--- Data to process Enclosed Below ---
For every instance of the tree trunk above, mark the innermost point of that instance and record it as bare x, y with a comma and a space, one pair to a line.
--- End of Enclosed Data to process ---
--- Data to process Enclosed Below ---
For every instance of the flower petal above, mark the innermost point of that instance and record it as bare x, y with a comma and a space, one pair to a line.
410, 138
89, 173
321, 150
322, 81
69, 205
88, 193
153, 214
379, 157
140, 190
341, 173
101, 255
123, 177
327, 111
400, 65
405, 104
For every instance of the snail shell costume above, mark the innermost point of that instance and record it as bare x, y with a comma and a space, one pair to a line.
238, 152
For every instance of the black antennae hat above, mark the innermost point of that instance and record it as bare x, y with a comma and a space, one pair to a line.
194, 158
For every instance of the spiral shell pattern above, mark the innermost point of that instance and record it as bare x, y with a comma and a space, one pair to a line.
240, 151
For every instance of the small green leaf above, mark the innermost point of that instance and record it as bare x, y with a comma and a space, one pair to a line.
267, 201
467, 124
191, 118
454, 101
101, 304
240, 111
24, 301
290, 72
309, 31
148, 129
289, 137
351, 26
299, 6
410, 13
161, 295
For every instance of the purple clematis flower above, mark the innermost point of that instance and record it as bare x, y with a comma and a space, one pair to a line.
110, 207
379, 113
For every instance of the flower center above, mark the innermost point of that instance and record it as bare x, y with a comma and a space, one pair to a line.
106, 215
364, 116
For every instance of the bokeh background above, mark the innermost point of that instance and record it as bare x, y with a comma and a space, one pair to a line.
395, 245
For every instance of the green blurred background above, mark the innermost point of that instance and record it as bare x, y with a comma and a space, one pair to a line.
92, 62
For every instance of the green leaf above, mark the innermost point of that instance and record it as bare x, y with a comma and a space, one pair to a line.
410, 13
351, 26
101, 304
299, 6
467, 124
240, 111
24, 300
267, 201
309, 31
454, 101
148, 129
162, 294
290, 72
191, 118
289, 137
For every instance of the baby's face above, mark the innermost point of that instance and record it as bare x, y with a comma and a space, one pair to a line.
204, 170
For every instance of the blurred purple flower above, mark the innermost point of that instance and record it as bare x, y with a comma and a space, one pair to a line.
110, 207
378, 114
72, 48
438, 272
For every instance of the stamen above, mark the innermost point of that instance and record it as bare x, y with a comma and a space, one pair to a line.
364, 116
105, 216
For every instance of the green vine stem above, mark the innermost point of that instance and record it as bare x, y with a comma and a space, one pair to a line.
--- End of Enclosed Data to process ---
Your answer should be the lines above, from the line containing "For every instance of the baby's" up to and including the line containing "For every instance of the green vine", reproduced exactly and with nothing else.

== Response to this exercise ==
For every instance of the baby's face above, mark the innermost point of that instance and record it as bare x, y with a comma and a space, one pair to a line.
204, 170
For every instance of the blurred purple flower above, mark the innermost point of that instance and record it as bare x, y with a comma and a space, one pair to a line.
110, 207
378, 114
72, 48
438, 272
For every instance of the stamen above, mark the innermost point of that instance and record it as bare x, y with a comma and a space, one pair to a line.
364, 116
105, 216
For every instance of the green vine stem above, mark the innermost point of that instance and record it as bare x, y with a comma and a space, one pair to a line.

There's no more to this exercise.